Extracted data entries
○ ○ ○

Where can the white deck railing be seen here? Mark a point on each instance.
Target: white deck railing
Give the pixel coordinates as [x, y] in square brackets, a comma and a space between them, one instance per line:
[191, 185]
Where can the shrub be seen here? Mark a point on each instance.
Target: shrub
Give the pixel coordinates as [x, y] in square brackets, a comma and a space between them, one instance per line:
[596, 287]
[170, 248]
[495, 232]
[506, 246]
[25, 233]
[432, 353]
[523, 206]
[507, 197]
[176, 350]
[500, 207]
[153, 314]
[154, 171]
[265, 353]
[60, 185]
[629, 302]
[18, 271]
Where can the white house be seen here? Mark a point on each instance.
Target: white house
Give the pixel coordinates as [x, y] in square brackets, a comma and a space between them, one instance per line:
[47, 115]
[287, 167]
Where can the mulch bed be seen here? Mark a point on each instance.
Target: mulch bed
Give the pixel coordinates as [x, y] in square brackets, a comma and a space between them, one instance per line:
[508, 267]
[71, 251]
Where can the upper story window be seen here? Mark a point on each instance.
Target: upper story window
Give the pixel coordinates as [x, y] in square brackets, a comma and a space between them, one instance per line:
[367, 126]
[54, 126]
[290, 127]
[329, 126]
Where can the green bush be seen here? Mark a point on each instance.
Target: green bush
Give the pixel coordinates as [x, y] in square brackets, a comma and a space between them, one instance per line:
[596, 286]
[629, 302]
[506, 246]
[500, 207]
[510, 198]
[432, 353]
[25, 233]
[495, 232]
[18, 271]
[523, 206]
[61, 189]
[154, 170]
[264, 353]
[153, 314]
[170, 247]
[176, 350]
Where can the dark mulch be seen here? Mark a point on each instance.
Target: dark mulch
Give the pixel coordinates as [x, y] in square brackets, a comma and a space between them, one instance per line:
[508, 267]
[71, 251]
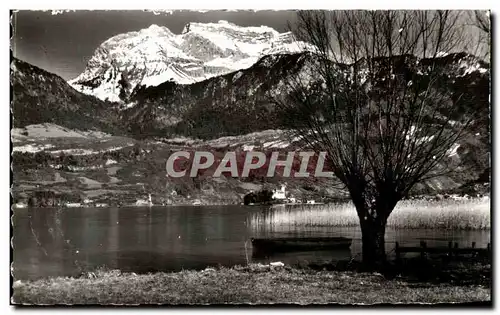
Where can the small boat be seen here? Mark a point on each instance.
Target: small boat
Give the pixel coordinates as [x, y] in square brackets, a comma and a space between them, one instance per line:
[294, 244]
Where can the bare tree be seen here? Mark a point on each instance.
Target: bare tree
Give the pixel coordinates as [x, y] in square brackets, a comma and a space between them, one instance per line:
[370, 99]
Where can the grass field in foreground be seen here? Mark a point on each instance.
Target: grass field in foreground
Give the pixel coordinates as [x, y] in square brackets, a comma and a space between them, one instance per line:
[472, 214]
[241, 285]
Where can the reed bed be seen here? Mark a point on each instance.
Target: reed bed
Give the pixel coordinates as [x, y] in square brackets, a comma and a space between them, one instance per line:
[467, 214]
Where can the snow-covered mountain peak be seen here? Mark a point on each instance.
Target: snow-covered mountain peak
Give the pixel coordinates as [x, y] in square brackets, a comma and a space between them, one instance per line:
[155, 55]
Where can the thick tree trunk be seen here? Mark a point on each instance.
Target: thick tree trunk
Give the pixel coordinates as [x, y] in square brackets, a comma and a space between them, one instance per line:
[373, 238]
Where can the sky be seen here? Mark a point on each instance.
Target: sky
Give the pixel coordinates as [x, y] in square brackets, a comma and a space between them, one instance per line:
[63, 43]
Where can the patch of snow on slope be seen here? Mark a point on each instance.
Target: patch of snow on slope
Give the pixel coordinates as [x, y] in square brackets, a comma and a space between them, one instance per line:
[154, 55]
[32, 148]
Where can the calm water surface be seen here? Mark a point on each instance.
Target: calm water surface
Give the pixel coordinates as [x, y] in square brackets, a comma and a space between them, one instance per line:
[65, 242]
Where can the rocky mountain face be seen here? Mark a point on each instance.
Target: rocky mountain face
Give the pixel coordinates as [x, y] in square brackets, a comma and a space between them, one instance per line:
[155, 55]
[39, 96]
[239, 102]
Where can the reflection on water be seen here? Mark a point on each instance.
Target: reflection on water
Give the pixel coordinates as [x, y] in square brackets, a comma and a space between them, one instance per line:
[64, 242]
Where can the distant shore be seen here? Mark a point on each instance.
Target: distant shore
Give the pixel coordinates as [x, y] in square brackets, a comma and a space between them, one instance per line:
[254, 284]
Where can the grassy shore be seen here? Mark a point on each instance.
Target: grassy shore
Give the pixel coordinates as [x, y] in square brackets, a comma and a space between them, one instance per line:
[242, 285]
[473, 214]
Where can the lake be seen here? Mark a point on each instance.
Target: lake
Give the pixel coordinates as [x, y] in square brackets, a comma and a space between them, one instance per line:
[64, 242]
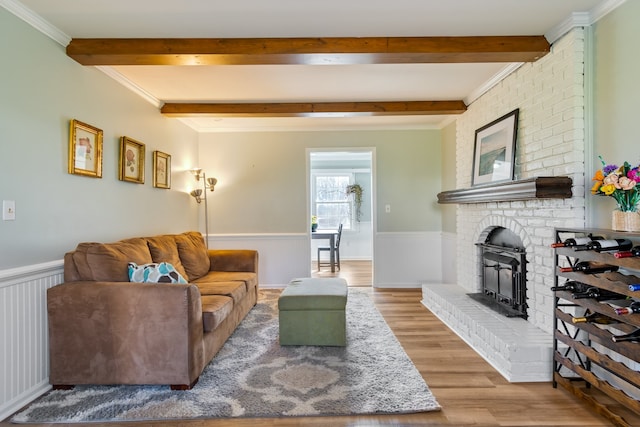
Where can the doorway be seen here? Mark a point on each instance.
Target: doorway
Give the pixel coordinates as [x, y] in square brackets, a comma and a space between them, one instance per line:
[330, 172]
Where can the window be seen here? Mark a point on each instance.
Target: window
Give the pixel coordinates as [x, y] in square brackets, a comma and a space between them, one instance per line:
[331, 204]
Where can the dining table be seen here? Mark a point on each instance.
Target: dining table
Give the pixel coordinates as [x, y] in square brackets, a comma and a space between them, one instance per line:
[331, 236]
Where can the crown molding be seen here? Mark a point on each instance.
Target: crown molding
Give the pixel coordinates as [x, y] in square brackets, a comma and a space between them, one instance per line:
[489, 84]
[36, 21]
[582, 19]
[111, 72]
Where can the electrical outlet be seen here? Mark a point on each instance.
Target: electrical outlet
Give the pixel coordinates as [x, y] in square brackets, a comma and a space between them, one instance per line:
[8, 210]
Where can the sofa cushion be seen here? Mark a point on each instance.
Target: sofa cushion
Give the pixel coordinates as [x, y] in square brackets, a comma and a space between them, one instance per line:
[250, 279]
[193, 254]
[162, 272]
[235, 290]
[108, 262]
[215, 308]
[164, 249]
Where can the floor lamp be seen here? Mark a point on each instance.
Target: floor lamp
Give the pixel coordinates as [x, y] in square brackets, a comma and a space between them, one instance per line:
[201, 193]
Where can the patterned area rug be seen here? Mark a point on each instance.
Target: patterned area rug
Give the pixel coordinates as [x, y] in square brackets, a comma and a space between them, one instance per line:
[253, 376]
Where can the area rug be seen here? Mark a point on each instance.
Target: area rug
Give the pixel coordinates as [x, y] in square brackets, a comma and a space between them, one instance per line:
[253, 376]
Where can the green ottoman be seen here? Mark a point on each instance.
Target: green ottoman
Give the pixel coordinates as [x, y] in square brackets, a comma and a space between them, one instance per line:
[312, 312]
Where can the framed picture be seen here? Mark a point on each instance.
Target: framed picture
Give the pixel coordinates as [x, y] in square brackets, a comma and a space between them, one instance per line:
[85, 149]
[494, 150]
[161, 170]
[131, 165]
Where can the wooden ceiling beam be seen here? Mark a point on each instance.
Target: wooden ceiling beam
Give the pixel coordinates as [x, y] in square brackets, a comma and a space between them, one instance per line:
[310, 109]
[310, 51]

○ ○ ○

* **What the task asks**: Reproduce all of the data above word for word, omitting the pictures.

* **Result below**:
Where can the white deck railing be seen here? Mark a point on each instance.
Target: white deck railing
Give the pixel coordinates as [x, y] in square brackets, a comma and a space between them, one instance per line:
[191, 185]
Where can the shrub be seen here? Mark a point on each instance.
Target: shrub
Give the pixel coordinates as [x, y] in square brackets, a comma and a space between them, one instance per line:
[596, 287]
[170, 248]
[495, 232]
[506, 246]
[25, 233]
[432, 353]
[523, 206]
[507, 197]
[176, 350]
[500, 207]
[153, 314]
[154, 171]
[265, 353]
[60, 185]
[629, 302]
[18, 271]
Where can the white house be seen here? Mark a point on each instance.
Target: white house
Give the pixel coordinates as [x, y] in square brackets, a comma and a space between them, one instance per line:
[47, 115]
[287, 167]
Where can the mulch bed be seen here? Mark a point on each instance.
Target: mulch bed
Give the pixel coordinates as [x, y] in square brackets, a comma and a space between them, one instance per line:
[508, 267]
[71, 251]
Where can the upper story window be seen here? Mark a point on each instance.
Target: upper story window
Give the pixel coordinates as [x, y] in square brackets, a comma and a space between them, one instance per line:
[367, 126]
[54, 126]
[290, 127]
[329, 126]
Where can the green bush be seen here? Mark a point on each instance.
Target: green bush
Give the pixel coordinates as [x, y] in square brackets, a comma and a space between them, one instance per line:
[596, 286]
[629, 302]
[506, 246]
[500, 207]
[510, 198]
[432, 353]
[25, 233]
[495, 232]
[18, 271]
[523, 206]
[61, 189]
[154, 170]
[264, 353]
[153, 314]
[170, 247]
[176, 350]
Where can the dark mulch be seen here? Mark a point on each instance.
Target: dark mulch
Give the pixel coordinates as [x, y] in square brackets, a comma and a space between them, one instance per line:
[508, 267]
[71, 251]
Where can the small boat be seen here? Mark a point on each instance.
Target: small boat
Give the pixel coordinates as [x, y] in square brackets, a comma and a space between them, one instance per line:
[294, 244]
Where can the bare tree be seen here? Mark a point on each instance.
Target: bare tree
Give the pixel coordinates as [x, y] in square brackets, a comma and a space between them, one instance per line:
[370, 99]
Where can the grass field in foreground be seen here? Mark a point on each instance.
Target: grass field in foreground
Give the pixel coordinates as [x, y] in square brackets, a comma and a space between them, one instance per line:
[472, 214]
[241, 285]
Where can the reed bed be seen here? Mark a point on each instance.
Target: reed bed
Give the pixel coordinates as [x, y] in square brackets, a comma and a space between them, one instance per line:
[467, 214]
Where can the snow-covered mountain peak be seen here? Mark a point on each instance.
Target: snow-covered mountain peak
Give the pixel coordinates as [x, y] in square brackets, a comma and a space between them, one instance per line:
[155, 55]
Where can the thick tree trunk be seen here? Mark a point on each instance.
Target: thick tree trunk
Give the pixel coordinates as [x, y] in square brackets, a comma and a space between them, one instance per line:
[373, 238]
Where can the sky be seen here? Mark a point on each instance.
Target: sky
Give the pixel coordinates as [x, y] in square brackets, a comma and a space between them, one instance per line:
[63, 43]
Where can the patch of snow on slope be seen here? Mark a point on each instance.
Target: patch of snow on slope
Give the pixel coordinates as [x, y] in square brackets, a comma and a space between them, one instance per line:
[154, 55]
[32, 148]
Where can the calm water surface be seen here? Mark a point on each instance.
Target: calm water surface
Give the pixel coordinates as [x, y] in square brackets, a comma and a space between them, one instance per line:
[65, 242]
Where can the rocky mountain face be seen here? Mark a point on each instance.
Target: rocky mountain face
Give the pixel coordinates as [x, y] in square brackets, a comma and a space between them, one instance per line:
[155, 55]
[39, 96]
[239, 102]
Where can the reflection on water be seen here? Mark a point on each instance.
Target: reflection on water
Give the pixel coordinates as [x, y] in square brackets, a comma and a space between them, one instance per line:
[64, 242]
Where can the distant shore be seen here? Mark a point on each instance.
Target: distant shore
Give the pixel coordinates as [x, y] in square brackets, a comma and a space between them, one instance per line:
[254, 284]
Where can the grassy shore be seen here? Mark a point on each instance.
Target: grassy shore
Give the pixel coordinates as [x, y] in square brackets, a comma and a space between them, one instance per line:
[242, 285]
[473, 214]
Where can the lake be seen here? Mark a point on each instance.
Target: lake
Give the pixel coordinates as [x, y] in square brackets, a comma and a space between them, one instance per line:
[64, 242]
Where can the doorway be seen here? Mark a point on each instance.
Target: doorway
Give the pixel coordinates as [x, y] in square brackets, a comma and a space between them, one instance per line:
[330, 172]
Where can the window be seen here? Mark a point on each instance.
Target: window
Give the pixel coordinates as [x, y] in square brackets, a comma and a space between them, one instance per line:
[331, 204]
Where can the dining table be seen here? Mark a point on each instance.
Target: dining table
Give the pixel coordinates as [x, y] in square brackets, a comma and a space between them, one instance per line:
[331, 236]
Where can the crown molding be seen here? Mark a point on each instance.
Target: crown molding
Give the pixel coordinates as [x, y] in square brackets, a comma and a space between them, one instance per line:
[489, 84]
[36, 21]
[582, 19]
[111, 72]
Where can the electrical outlet be seen here? Mark a point on each instance.
Target: electrical outlet
Give the pixel coordinates as [x, y] in square brackets, a comma and a space between them, one instance per line:
[8, 210]
Where can the sofa cushion be seen here? Mark a point on each instance.
Target: sofa cushion
Give the pixel coordinates as [x, y] in square brackets, a comma and a space between them, one instance per line:
[250, 279]
[193, 254]
[162, 272]
[235, 290]
[108, 262]
[215, 308]
[164, 249]
Where can the floor lamp be seen here? Mark a point on each instance.
Target: floor lamp
Give the pixel coordinates as [x, y] in square brackets, a comma and a space between them, one instance per line:
[201, 193]
Where can the patterned area rug be seen here? Mark a point on each instance.
Target: patterned area rug
Give the pixel coordinates as [x, y] in square brackets, a comma and a space between them, one instance per line:
[253, 376]
Where can the area rug be seen here? Mark a point on each instance.
Target: area rug
Give the pixel coordinates as [x, y] in square brackets, a comma and a space between them, one instance per line:
[253, 376]
Where can the green ottoman be seen here? Mark a point on each instance.
Target: green ottoman
Give the pixel coordinates as [x, y] in square brackets, a comma and a space between them, one instance per line:
[312, 312]
Where can the framed picture be seen here? Mark a point on each instance.
Target: framed picture
Give the pixel coordinates as [x, y] in square brackets, a comma and a space between them, one instance per line:
[85, 149]
[494, 150]
[161, 170]
[131, 165]
Where can the wooden ceiling beam be seen here? Mark a point on each instance.
Target: wooden ceiling beam
Give the pixel coordinates as [x, y] in square brackets, a comma and a space between them, one instance per line:
[310, 109]
[310, 51]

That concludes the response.